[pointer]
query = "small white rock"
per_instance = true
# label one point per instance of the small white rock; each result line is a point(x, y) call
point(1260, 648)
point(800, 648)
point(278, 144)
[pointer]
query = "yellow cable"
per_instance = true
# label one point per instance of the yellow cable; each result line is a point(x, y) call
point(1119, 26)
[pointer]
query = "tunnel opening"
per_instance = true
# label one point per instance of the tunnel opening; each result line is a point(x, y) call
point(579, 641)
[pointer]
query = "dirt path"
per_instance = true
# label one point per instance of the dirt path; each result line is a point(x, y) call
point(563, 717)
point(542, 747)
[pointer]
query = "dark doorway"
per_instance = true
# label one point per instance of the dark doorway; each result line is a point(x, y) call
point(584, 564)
· · · · · · ·
What you need to do
Duplicate all of the rows above line for line, with no changes.

Written response
[pointer]
query = "small white rock"
per_instance = true
# label one point per instance of the small white rock; each result line is a point(x, y) call
point(1260, 648)
point(800, 648)
point(278, 144)
[pointer]
query = "yellow cable"
per_instance = true
# label one point per instance of the yellow cable; each result line is a point(x, y) call
point(1119, 26)
[pointer]
query = "tunnel opening"
per_instance = true
# label one point per instance of the tunnel opening; each result line is a point(x, y) call
point(579, 641)
[pointer]
query = "dirt path"
per_instance = true
# label one point per instance of the dirt path; each result line is a point(x, y) call
point(563, 717)
point(542, 747)
[pointer]
query = "dark doorway"
per_instance = true
# label one point per instance of the dark doorway; each result line is a point(x, y) call
point(584, 564)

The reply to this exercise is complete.